Written request
Can you continue the notebook text on building a Social Triangle with Apache Spark, picking up right after its last sentence?

Text to read
■ ■ ■ ■ ■ ■ ■
# Social Triangle Using Apache Spark

The goal of this notebook is to implement a Social Triangle algorithm using Spark. For example, given the email dataset, we will list all "reciprocal" relationships in the company. More specifically:

If A emails B and B emails A, then A and B is *reciprocal*.

If A emails B but B doesn’t email A, then A and B is *directed*.

**Dataset:** We will use a subset of the open [Enron Email Dataset](https://www.cs.cmu.edu/~./enron/ "Enron Email Dataset"), which contains approximately 10,000 simplified email headers from the Enron Corporation. A subset of the data is available as **enron_mails_small.csv**

The file contains 3 columns *Date*, *From*, and *To*. Their description is as follows:

|Column name|Description|
|--|--|
|Date |The date and time of the email, in the format YYYY-MM-DD hh-mm-ss, <br />e.g. "1998-10-30 07:43:00" |
|From |The sender email address, <br />e.g. "mark.taylor@enron.com" |
|To | A list of recipients' email addresses separated by semicolons ';', <br />e.g. "jennifer.fraser@enron.com;jeffrey.hodge@enron.com" |

Note that, we only care about users employed by Enron, i.e. only relationships where email addresses end with *'@enron.com'*.
■ ■ ■ ■ ■ ■ ■
[Saved entries]
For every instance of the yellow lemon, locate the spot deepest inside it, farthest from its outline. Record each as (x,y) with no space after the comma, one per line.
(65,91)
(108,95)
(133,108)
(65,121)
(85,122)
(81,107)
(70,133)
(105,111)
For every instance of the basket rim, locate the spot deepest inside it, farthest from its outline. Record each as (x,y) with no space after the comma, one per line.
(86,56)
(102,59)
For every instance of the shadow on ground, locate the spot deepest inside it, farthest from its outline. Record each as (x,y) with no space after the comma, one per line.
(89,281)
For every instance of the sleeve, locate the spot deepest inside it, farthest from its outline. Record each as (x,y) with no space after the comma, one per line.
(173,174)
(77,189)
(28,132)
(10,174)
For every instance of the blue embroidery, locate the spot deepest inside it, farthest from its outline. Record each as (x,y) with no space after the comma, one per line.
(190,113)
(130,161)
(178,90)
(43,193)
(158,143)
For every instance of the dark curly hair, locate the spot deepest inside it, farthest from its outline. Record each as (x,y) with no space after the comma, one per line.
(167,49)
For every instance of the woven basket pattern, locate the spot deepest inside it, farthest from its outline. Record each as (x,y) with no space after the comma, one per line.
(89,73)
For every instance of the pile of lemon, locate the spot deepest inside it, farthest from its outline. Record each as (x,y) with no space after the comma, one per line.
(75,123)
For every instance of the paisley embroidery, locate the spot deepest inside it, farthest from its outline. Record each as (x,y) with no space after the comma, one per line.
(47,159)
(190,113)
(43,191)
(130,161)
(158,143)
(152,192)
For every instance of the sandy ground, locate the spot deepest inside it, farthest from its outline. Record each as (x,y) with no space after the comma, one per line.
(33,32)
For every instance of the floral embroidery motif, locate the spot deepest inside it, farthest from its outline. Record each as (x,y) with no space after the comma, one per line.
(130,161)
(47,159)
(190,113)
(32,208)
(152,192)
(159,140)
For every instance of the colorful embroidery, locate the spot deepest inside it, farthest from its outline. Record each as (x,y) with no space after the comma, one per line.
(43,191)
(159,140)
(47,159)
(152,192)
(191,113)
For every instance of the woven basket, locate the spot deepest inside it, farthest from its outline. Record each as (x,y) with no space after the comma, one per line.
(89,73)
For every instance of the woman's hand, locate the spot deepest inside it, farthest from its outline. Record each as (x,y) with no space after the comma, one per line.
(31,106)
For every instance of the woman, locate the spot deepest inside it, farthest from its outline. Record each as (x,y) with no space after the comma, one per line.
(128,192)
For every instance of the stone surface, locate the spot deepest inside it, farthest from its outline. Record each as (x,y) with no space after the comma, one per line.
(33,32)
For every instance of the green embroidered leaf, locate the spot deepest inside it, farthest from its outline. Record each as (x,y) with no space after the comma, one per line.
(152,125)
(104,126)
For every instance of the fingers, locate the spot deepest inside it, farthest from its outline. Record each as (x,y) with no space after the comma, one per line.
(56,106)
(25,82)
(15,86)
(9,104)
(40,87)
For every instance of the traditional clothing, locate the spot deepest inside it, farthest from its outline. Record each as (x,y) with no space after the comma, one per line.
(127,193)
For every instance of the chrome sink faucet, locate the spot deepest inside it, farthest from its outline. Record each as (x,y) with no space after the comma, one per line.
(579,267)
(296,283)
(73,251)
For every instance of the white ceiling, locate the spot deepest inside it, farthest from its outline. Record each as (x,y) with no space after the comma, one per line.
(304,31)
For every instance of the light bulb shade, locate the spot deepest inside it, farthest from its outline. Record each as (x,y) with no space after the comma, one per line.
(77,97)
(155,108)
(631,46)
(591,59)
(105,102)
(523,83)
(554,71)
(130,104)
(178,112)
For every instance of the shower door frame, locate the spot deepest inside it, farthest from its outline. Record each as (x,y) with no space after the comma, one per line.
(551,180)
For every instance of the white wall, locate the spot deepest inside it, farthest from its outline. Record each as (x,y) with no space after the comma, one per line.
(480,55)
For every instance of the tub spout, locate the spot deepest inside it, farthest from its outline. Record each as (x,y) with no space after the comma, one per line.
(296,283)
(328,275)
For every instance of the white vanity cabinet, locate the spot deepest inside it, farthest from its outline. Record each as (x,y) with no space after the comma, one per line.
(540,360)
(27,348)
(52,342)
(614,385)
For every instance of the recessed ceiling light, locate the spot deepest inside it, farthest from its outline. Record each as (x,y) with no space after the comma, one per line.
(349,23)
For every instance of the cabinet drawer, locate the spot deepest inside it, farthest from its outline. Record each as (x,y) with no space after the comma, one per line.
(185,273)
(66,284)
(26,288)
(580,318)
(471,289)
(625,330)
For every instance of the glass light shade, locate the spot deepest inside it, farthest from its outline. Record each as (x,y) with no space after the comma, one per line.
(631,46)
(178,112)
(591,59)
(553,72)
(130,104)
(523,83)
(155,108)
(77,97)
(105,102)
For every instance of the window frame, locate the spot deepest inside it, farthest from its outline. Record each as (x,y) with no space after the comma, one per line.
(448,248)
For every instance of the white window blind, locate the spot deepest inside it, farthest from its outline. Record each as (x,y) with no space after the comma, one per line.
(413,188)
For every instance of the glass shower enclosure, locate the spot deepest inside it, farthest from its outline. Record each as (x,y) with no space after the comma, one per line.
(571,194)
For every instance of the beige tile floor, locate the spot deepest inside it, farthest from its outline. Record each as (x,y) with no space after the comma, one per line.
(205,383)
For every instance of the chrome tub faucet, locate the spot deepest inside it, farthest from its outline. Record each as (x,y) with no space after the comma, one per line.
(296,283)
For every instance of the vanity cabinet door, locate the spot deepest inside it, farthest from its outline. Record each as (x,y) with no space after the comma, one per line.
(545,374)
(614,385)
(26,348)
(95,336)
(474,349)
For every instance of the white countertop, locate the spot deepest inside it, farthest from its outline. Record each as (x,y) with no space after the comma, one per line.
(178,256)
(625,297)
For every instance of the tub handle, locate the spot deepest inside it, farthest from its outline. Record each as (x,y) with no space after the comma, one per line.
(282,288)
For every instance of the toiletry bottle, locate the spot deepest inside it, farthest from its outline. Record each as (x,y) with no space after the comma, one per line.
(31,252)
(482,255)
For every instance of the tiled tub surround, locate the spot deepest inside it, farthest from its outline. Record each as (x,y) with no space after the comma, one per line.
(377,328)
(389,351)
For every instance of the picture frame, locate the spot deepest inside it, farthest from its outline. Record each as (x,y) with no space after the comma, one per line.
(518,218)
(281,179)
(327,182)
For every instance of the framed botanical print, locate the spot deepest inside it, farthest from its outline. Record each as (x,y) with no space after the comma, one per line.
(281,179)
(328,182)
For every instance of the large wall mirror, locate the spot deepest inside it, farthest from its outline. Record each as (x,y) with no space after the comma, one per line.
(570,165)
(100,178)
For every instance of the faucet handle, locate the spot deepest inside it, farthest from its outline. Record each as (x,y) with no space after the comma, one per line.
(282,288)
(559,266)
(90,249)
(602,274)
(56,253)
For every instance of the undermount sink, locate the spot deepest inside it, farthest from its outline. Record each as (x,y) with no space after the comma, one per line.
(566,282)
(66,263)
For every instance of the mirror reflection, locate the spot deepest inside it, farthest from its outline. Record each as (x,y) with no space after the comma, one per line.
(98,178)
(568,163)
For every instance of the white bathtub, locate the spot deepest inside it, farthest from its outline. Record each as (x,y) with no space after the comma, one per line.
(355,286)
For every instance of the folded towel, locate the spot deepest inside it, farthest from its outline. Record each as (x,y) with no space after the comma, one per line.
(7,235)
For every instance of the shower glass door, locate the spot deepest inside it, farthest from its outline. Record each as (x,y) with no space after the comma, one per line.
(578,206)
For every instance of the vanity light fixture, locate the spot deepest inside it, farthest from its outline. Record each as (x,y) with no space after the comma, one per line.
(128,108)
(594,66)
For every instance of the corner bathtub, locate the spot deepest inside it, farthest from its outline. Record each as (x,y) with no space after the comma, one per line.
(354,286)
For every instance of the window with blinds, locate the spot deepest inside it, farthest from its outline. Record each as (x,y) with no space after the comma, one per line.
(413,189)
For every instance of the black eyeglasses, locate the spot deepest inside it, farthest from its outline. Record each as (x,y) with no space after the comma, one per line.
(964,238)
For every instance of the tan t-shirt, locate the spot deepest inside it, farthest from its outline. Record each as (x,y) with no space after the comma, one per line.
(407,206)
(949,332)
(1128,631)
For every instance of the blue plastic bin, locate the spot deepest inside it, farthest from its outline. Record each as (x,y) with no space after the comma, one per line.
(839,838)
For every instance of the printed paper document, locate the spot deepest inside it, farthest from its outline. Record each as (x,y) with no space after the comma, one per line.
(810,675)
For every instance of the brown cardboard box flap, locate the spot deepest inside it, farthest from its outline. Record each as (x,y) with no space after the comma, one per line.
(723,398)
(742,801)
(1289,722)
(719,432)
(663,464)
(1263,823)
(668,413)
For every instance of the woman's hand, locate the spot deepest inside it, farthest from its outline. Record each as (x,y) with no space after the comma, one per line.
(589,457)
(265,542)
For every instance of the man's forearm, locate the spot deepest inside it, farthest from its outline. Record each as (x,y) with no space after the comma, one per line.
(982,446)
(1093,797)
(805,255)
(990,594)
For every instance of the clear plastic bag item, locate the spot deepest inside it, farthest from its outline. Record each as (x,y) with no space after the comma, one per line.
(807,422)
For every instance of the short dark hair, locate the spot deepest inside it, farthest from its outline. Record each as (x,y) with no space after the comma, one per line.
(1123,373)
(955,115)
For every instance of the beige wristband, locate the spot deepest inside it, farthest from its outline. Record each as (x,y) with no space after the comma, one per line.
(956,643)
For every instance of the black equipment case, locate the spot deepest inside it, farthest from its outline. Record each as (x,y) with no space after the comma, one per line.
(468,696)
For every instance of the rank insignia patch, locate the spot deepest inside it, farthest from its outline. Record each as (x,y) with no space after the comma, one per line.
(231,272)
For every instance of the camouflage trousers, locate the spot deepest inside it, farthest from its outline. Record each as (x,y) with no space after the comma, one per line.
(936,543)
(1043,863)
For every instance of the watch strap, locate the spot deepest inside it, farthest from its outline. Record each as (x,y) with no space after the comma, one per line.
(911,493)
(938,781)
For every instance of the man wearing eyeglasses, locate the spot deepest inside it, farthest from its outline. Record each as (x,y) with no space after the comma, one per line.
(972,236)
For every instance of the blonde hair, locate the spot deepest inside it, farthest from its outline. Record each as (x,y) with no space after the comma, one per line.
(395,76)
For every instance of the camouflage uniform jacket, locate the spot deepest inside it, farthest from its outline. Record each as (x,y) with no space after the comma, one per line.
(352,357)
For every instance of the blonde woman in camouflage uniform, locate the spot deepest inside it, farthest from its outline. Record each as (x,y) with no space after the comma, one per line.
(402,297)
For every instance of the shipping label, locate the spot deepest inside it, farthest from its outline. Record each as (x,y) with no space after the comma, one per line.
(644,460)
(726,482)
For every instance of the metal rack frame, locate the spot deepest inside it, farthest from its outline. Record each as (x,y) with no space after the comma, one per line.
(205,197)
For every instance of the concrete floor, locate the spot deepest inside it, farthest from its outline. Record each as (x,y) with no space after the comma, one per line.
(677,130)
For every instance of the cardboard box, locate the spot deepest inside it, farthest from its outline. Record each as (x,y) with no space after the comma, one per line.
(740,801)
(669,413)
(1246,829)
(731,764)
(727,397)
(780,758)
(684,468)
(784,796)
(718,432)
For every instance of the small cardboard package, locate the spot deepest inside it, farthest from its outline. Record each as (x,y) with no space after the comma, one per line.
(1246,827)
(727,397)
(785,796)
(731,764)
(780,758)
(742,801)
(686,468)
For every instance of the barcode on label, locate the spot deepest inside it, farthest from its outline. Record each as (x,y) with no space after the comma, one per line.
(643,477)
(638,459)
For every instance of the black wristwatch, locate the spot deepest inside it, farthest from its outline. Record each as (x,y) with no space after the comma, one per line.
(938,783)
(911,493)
■ ■ ■ ■ ■ ■ ■
The response
The expected output is also provided below. For each reciprocal relationship, please output a tuple consisting of two strings. The first one is always **'reciprocal'**. And the second one is a string showing the name of the two person in the following format: **'Jane Doe : John Doe'**. The names should be presented in the lexical order, i.e. there will not be a 'John Doe : Jane Doe' since 'Jane' is ordered before 'John.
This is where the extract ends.